▶ [Exercise task]: Make an exact copy of the entries below with the pictures removed.

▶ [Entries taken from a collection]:

----------

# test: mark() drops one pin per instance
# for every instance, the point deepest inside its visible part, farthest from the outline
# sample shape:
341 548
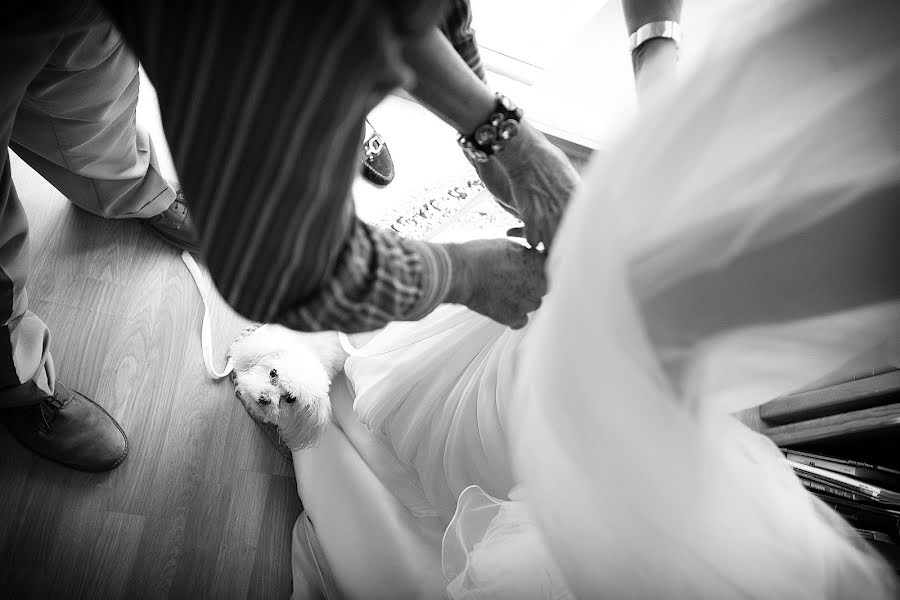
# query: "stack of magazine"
866 495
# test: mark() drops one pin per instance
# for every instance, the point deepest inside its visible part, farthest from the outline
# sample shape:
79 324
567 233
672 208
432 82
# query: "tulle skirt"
739 244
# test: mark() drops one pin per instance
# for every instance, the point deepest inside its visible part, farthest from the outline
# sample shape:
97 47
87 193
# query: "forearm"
377 278
446 84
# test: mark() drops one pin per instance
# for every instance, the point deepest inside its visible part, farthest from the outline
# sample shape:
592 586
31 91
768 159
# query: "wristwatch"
492 136
655 29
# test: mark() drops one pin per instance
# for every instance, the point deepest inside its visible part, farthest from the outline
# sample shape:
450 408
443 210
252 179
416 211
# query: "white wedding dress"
736 245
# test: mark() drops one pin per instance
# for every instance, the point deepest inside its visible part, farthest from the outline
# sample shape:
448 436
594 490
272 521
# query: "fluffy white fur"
284 377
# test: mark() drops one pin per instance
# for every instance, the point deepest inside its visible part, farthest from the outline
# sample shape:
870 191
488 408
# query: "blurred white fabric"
697 273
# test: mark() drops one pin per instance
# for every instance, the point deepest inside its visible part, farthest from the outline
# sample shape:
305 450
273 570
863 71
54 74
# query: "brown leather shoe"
71 429
377 166
175 226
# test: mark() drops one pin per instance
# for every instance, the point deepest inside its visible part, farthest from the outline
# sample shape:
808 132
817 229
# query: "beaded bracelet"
492 135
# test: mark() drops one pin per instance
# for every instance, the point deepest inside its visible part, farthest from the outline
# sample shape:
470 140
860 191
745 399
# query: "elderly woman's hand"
533 180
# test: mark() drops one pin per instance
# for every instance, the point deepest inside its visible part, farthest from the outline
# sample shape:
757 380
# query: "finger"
518 232
519 323
532 236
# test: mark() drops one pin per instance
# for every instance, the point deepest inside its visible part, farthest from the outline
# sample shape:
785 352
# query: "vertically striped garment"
264 103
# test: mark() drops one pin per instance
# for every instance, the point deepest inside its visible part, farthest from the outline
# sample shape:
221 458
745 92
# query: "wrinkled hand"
533 180
497 278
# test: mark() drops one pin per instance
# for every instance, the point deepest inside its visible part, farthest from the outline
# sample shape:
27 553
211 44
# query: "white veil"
677 296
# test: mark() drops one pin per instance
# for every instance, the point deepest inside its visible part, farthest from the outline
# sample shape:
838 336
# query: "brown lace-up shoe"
71 429
175 226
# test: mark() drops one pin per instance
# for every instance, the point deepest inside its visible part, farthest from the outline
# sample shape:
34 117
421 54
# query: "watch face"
485 134
479 155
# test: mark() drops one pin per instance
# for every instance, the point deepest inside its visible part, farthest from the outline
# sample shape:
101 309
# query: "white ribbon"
205 335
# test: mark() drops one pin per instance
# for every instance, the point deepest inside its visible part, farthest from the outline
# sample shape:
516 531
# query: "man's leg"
56 422
76 126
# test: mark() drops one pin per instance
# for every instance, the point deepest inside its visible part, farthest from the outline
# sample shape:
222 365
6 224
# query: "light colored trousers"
68 96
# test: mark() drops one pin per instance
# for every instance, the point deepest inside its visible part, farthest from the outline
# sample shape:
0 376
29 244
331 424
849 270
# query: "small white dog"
283 378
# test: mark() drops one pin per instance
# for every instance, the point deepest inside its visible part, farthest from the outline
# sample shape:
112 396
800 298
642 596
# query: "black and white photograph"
450 299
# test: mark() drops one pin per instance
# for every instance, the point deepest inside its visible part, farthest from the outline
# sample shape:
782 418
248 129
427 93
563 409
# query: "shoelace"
205 335
52 405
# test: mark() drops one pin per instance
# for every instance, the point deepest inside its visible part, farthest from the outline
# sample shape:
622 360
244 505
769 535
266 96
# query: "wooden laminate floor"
203 506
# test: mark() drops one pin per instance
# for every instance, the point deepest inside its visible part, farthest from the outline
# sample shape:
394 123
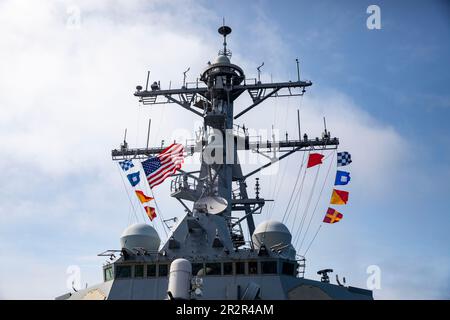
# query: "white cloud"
66 96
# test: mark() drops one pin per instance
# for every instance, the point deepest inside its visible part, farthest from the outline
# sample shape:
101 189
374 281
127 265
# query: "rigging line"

----------

▶ [Output of the task]:
# test: mark() drops one pin per instance
# for every instance, the point deepest inside its visible part, farthest from the outline
# sample shape:
341 548
# query: "stack of magazine"
866 495
# test: mark() drops one pin per instance
# for every instance, the point deepest inside its visible part, farthest from the outline
# sample shape:
79 324
567 233
672 208
432 82
# query: "tulle skirt"
739 244
# test: mark() drops one pin per instance
# for every instance, the point deepest inside its visible part, farthest from the outline
# sample shape:
97 47
87 193
# query: "forearm"
377 278
446 84
# test: mark() drops one pin per instance
# for every instance, the point deepest inside its visible part, farthest from the outline
# sample shape:
592 586
31 91
768 159
# query: "wristwatch"
492 136
655 29
# test: mark() drops one pin per instance
# for every instance, the point deepest inside its visible part, farthest from the outline
# sample shape:
450 408
443 210
252 179
416 211
# query: "white wedding dress"
736 245
# test: mark() drops one pin per instance
# for every instance, the point deepest inside its visible part, farthest from the outline
# sample shape:
448 436
594 490
272 521
# query: "fluffy white fur"
284 377
# test: mark() drops one pin per instance
# for every instance, the point deepest inside its visible part, farthest from the outline
# sample shape:
870 191
488 408
# query: "blurred white fabric"
697 273
# test: mark() drops one pin per instance
# for every instance, the point deepest inside its visible part, farthest from the outline
# sample shape:
305 450
273 570
863 71
54 74
# query: "brown leather shoe"
71 429
377 166
175 226
# test: mark() drops one pin per instance
# for every instance, the point deepest inside its visible part, farthest from the outline
# sample shape:
808 132
817 229
# query: "beaded bracelet"
492 135
# test: mark() drops one pin per instance
# for every instance, the point deepest inside its visible part, farthest from the outline
# sample shape:
470 140
860 191
745 399
# query: "elderly woman's hand"
533 180
# test: mark() drops one pin per instance
# for every instance, the point deepest inside its visible part, farthest from the outline
# sample shape:
757 380
# query: "finger"
518 232
519 323
532 236
# test: mark() drops one pin per instance
# for every instance, the point deepest inside its visible part, farthest from the outline
# sample shape:
785 352
# query: "vertically striped garment"
264 103
# test: mark() drops one pin per instance
# for every instance, the point deepest inside its visible part, farthest from the outline
# sample shape:
221 458
745 92
# query: "wrinkled hand"
533 180
497 278
# test: mark() drops one pin per instance
# for every instance, the point deepest inside its visible part, farthest from the outline
# sample shape:
27 553
211 44
# query: "white veil"
677 296
# test: mark() drops one pin per instance
# for every instance, the point deepest inside its visible part, farthest from the outline
# sample shape:
838 336
# query: "brown lace-up shoe"
71 429
175 226
# test: mark() drops one pin per instance
# for every instance, the point deepest inside its visible part, farthest from the outline
# sample shape:
34 117
421 54
# query: "watch face"
485 134
479 155
# test: mark() drops one pin per instance
# for every instance, the point deepest inside its visible part, farthest from the outline
# sample shape:
101 309
# query: "white ribbon"
205 335
# test: mark() drops one pin per instance
# for every instance, the point deepest inside its visible part, farthest from the outline
# sample shape:
516 531
# query: "man's leg"
56 422
76 126
# test: mark() drops one pin per instance
# for every instance, the point deepest inside its visible part, farthest from the outline
# sample shape:
222 365
6 224
# query: "light colored trousers"
68 96
# test: mark() drops one pin per instance
# for every instance, the point deepest inside its visible part, farthest from the outline
# sample shape:
0 376
29 244
331 424
849 270
# query: "small white dog"
283 378
# test: mark() drops one pin per instance
# for every instance, the point deepest inside its visible part, farthest from the outline
# sample shape:
112 396
800 298
642 596
# query: "black and white photograph"
450 299
# test: mark() drops one pin per instance
# for every instance, the point deepest inside its visible part, farthest from the outline
# sample shape:
782 418
248 129
427 93
563 409
# query: "shoelace"
205 335
52 405
# test: mark() drops one pin per instance
# for every instance, the point deepest inside its visible part, farthest from the outline
# sample shape:
622 360
244 505
769 535
266 96
# query: "wooden laminate floor"
203 506
# test: mark() drops one pin per instance
# for every instance, the point deepest inside its visible part, farthest from the outline
# sample shape:
394 123
# query: "white cloud"
66 96
# test: mark() drops one pin per instance
# for every instance, the point deepest inside its visible part, farthest from the outline
# sample shape:
101 189
374 281
127 265
# query: "rigging line"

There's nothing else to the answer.